= Beginning of Section =

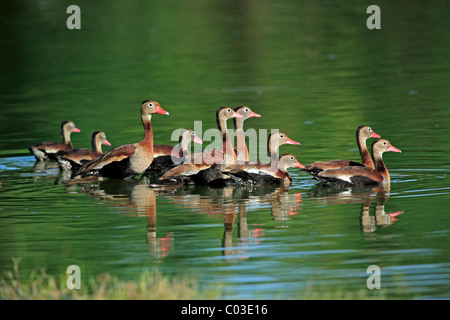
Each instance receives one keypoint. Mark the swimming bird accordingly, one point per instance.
(129, 160)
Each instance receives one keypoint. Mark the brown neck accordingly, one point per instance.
(241, 146)
(273, 152)
(380, 167)
(96, 145)
(365, 155)
(147, 142)
(65, 135)
(184, 143)
(227, 147)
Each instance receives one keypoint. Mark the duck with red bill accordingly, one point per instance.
(129, 160)
(362, 134)
(240, 146)
(361, 175)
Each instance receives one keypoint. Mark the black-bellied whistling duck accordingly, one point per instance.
(204, 168)
(47, 150)
(130, 160)
(74, 158)
(362, 134)
(205, 173)
(166, 156)
(264, 174)
(275, 141)
(361, 175)
(240, 147)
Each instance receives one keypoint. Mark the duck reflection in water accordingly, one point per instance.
(363, 195)
(133, 198)
(233, 203)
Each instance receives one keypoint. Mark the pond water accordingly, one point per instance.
(311, 69)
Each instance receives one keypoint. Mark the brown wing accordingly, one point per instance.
(256, 168)
(352, 174)
(184, 170)
(78, 154)
(117, 154)
(52, 147)
(162, 150)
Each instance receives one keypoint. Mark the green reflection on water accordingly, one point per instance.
(311, 69)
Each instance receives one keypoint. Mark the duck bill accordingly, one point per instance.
(161, 110)
(236, 115)
(375, 135)
(197, 139)
(299, 165)
(290, 141)
(254, 114)
(393, 149)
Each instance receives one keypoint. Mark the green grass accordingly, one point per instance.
(38, 285)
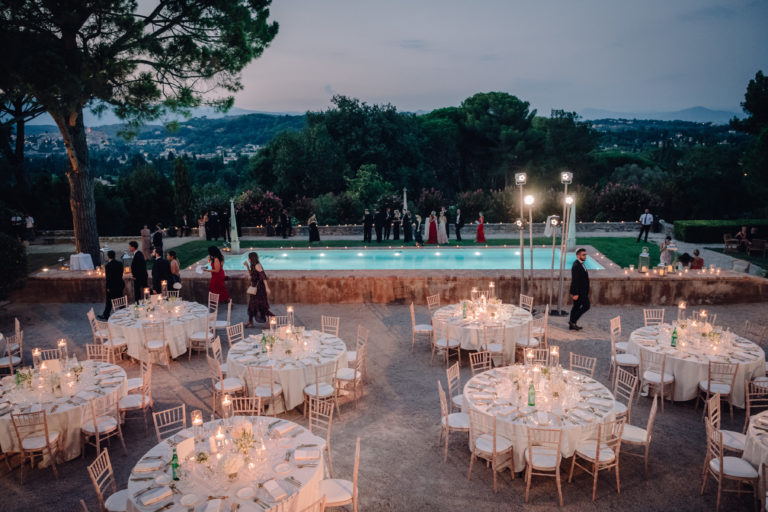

= End of Section =

Exercise directions - Copy the material exactly. Do not include the pictures.

Completed exercise -
Each instance receives one keypoint. Mark the swimming bird accordingly, one point per instance.
(129, 160)
Each instance receives one keypoint. Mark the brown neck accordingly, one point per instance.
(241, 146)
(273, 152)
(380, 167)
(96, 145)
(365, 155)
(147, 142)
(65, 135)
(184, 143)
(227, 147)
Each instance receives one keypoint. Mark the duck with red bill accordingly, one point per instance.
(129, 160)
(362, 134)
(240, 146)
(361, 175)
Each instance receives one keypoint. Mark the black-bellied whistling duck accordingly, one point per instance.
(204, 168)
(47, 150)
(130, 160)
(74, 158)
(362, 134)
(205, 173)
(166, 156)
(264, 174)
(275, 141)
(361, 175)
(240, 147)
Each instance receives one keypoint. Mark the duck reflection in water accordingly, one point per instance.
(363, 195)
(133, 198)
(233, 203)
Each instance receives one keypoint. Mark the pond water accordingly, one point per instance.
(311, 69)
Each instance receives one keypoint. Mark the brown wing accordingly, one point per instance.
(256, 168)
(352, 174)
(184, 170)
(78, 154)
(117, 154)
(52, 147)
(162, 150)
Each instance receives one keypoint. Mark the green reflection on water accordingly, one point per instance.
(311, 69)
Each instance receives one keypoint. Mark the duck bill accordingly, one point per instance.
(161, 110)
(236, 115)
(375, 135)
(197, 139)
(299, 165)
(290, 141)
(254, 114)
(393, 149)
Each instance receives one keypoint. Mark the green grass accordingly, one point per instance.
(38, 285)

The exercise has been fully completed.